(Location annotation dataset excerpts)
........
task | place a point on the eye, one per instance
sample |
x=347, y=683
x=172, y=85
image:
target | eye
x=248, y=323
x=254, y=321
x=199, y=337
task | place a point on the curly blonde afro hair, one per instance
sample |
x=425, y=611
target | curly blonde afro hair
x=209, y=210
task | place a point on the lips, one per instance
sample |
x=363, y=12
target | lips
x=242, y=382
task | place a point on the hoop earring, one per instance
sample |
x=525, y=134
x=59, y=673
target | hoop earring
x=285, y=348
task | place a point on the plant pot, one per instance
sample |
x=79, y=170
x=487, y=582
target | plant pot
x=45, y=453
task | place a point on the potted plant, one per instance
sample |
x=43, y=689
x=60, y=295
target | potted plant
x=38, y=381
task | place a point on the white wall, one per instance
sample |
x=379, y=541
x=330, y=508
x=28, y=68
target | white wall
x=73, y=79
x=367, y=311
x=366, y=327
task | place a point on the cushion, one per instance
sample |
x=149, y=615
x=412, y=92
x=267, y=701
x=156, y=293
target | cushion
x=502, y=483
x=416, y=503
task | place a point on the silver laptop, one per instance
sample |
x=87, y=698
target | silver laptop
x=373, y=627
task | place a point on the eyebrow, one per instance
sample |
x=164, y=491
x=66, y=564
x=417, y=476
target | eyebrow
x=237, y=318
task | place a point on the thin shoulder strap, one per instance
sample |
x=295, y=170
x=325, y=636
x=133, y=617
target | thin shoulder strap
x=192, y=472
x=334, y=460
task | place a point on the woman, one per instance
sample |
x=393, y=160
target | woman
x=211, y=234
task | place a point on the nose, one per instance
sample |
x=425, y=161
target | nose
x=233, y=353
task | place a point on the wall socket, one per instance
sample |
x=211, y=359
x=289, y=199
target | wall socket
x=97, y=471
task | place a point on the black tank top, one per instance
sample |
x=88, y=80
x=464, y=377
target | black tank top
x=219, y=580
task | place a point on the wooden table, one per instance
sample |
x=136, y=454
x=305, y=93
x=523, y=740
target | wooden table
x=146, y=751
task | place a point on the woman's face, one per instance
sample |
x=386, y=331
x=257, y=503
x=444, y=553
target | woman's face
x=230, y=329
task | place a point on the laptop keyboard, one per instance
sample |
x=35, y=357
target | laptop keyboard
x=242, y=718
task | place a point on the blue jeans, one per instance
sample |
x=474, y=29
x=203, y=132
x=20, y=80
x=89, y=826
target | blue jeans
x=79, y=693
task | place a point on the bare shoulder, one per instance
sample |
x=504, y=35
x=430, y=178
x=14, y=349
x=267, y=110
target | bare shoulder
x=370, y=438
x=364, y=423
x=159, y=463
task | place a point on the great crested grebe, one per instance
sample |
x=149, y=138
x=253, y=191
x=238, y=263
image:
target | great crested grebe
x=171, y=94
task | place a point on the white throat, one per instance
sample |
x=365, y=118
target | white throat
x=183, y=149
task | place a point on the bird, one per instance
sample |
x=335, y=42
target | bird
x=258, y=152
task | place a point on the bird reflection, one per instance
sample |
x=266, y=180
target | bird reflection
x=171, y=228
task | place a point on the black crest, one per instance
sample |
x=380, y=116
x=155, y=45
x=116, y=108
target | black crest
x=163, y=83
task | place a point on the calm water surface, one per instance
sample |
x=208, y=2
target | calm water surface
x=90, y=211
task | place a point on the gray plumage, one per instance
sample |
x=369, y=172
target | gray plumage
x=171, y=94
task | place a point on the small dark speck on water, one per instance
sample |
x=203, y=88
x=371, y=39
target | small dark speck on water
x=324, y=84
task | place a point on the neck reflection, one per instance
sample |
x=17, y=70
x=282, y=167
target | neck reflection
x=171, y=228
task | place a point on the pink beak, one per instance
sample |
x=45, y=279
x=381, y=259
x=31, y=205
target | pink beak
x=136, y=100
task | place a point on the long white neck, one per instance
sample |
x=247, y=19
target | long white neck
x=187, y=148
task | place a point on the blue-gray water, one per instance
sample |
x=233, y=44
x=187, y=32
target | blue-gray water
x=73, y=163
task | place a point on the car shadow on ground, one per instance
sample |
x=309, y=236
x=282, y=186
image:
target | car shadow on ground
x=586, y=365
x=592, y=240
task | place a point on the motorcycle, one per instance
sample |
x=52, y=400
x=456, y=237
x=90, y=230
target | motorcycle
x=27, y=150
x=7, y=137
........
From the line holding "task | place a point on the bird reflection, one" down to the final line above, quote every line exactly and only those lines.

▶ _Expected output_:
task | place a point on the bird reflection, one per instance
sample |
x=266, y=180
target | bird reflection
x=171, y=228
task | place a point on the black crest, one per instance
sample |
x=380, y=116
x=155, y=45
x=116, y=108
target | black crest
x=163, y=83
task | place a point on the calm water surface, one per instance
sample |
x=208, y=2
target | calm water surface
x=90, y=211
task | place a point on the gray plumage, one per instance
sample |
x=369, y=172
target | gray plumage
x=171, y=94
task | place a point on the small dark speck on water, one per instance
sample |
x=203, y=88
x=371, y=39
target | small dark speck on water
x=324, y=84
task | place a point on the neck reflection, one per instance
sample |
x=17, y=70
x=282, y=167
target | neck reflection
x=171, y=228
task | place a point on the pink beak, one per instance
sample |
x=45, y=279
x=381, y=259
x=31, y=205
target | pink beak
x=136, y=100
task | place a point on the long white neck, one per instance
sample |
x=247, y=19
target | long white neck
x=187, y=148
task | place a point on the blue-gray water, one per instance
sample |
x=233, y=44
x=187, y=32
target | blue-gray water
x=73, y=163
task | place a point on the car shadow on ground, one per instance
sample |
x=309, y=236
x=282, y=186
image:
target | car shadow on ground
x=586, y=365
x=592, y=240
task | place a point on the motorcycle, one per instance
sample |
x=52, y=400
x=456, y=237
x=90, y=230
target | motorcycle
x=27, y=150
x=7, y=137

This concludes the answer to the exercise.